Le Futur Noir is the debut album of the punk rock band The Strays. It was released on 2006 under TVT records.  The band toured nationally with The Buzzcocks, The Cult and the Towers Of London following the release of the album. Their song "Life Support" is featured on the soundtrack for the Transporter 2 film starring Jason Statham.

Track listing
 Geneva Code
 Block Alarm
 You Are The Evolution
 Let Down Girls
 This is forever
 Peach Acid
 Miracles
 Future Primitives
 Start A Riot
 Life Support
 Kill
 Sirens
 Servant Of The Gun
(Hidden Track)

§ Provided entries:
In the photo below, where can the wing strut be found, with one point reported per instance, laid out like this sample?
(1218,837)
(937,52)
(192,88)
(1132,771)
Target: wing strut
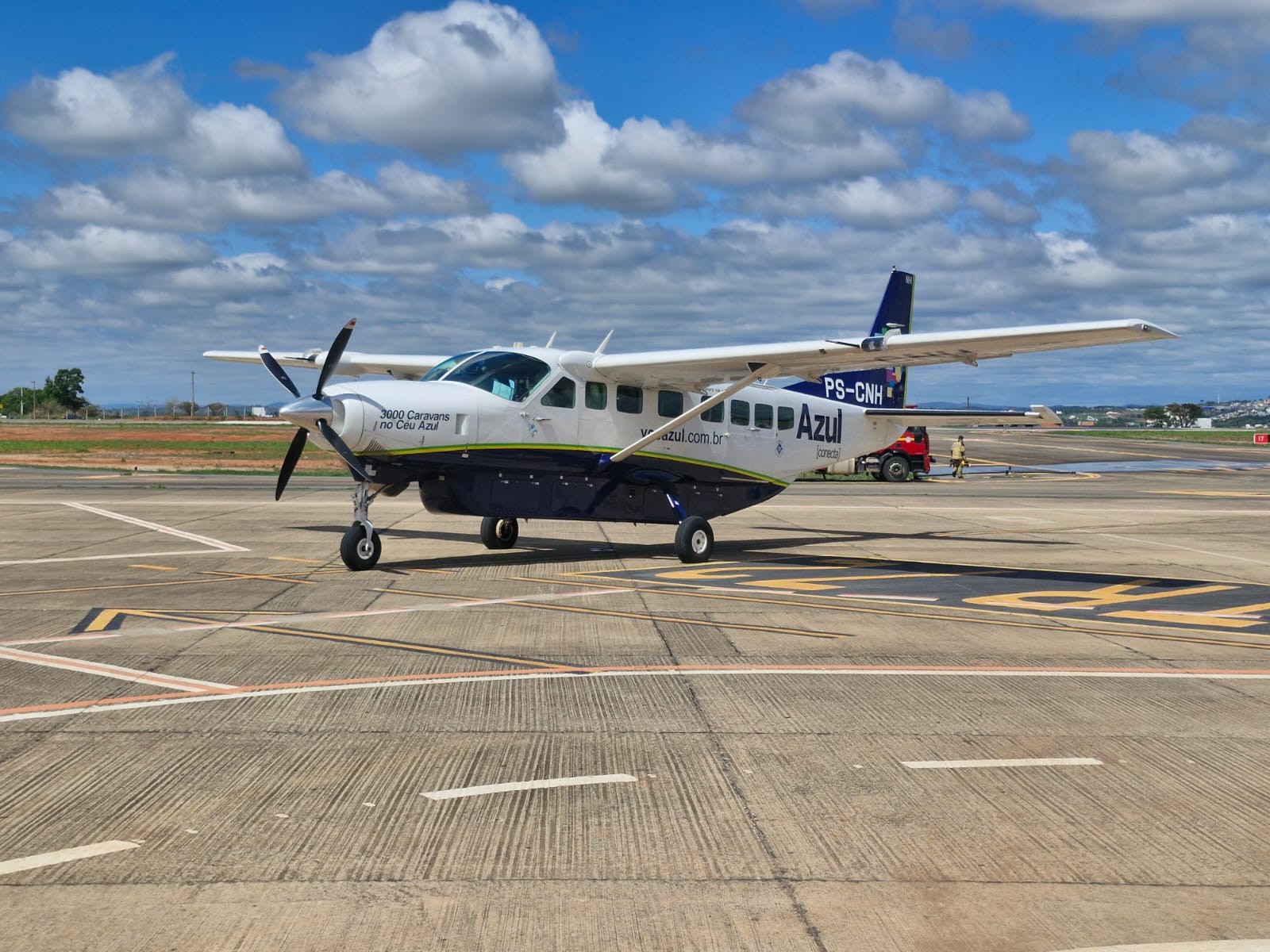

§ Problem set:
**1)** Answer these questions from the passage about Le Futur Noir:
(a) Under which label was the album released?
(b) The soundtrack of which film features the song "Life Support"?
(c) Which track comes right after "Start A Riot" in the track listing?
**2)** Rename "wing strut" to "wing brace" throughout the records, change nothing else, and write them out again without the pictures.

§ Per-task outputs:
**1)**
(a) TVT records
(b) Transporter 2
(c) Life Support

**2)**
In the photo below, where can the wing brace be found, with one point reported per instance, laid out like this sample?
(1218,837)
(937,52)
(192,88)
(1132,771)
Target: wing brace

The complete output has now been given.